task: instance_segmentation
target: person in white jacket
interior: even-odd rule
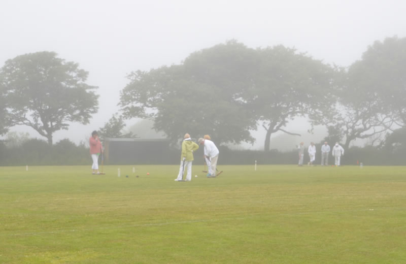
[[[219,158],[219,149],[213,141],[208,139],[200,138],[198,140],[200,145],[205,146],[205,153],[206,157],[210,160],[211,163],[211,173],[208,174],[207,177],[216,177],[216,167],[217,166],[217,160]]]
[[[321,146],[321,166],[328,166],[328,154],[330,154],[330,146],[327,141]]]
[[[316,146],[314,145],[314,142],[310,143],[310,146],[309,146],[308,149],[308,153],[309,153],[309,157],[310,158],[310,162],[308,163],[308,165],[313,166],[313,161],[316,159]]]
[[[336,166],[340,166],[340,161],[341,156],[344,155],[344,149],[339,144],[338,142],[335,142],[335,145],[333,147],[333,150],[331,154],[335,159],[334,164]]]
--------------------------------------------------
▸ Given problem: Can you retype the entries above line for line, without changing a character, and leave out the picture?

▸ Finished task:
task: instance_segmentation
target: person in white jacket
interior: even-odd rule
[[[219,158],[219,149],[213,141],[208,139],[200,138],[198,140],[200,145],[205,146],[205,153],[206,157],[210,160],[211,163],[211,173],[208,174],[207,177],[216,177],[216,167],[217,166],[217,160]]]
[[[321,146],[321,166],[328,166],[328,154],[330,154],[330,146],[327,141]]]
[[[316,146],[314,145],[314,142],[310,143],[310,146],[309,146],[308,149],[308,153],[309,153],[309,157],[310,158],[310,162],[308,163],[308,165],[313,166],[313,161],[316,159]]]
[[[336,166],[340,166],[340,161],[341,156],[344,155],[344,149],[339,144],[338,142],[335,142],[335,145],[333,147],[333,150],[331,154],[335,159],[334,164]]]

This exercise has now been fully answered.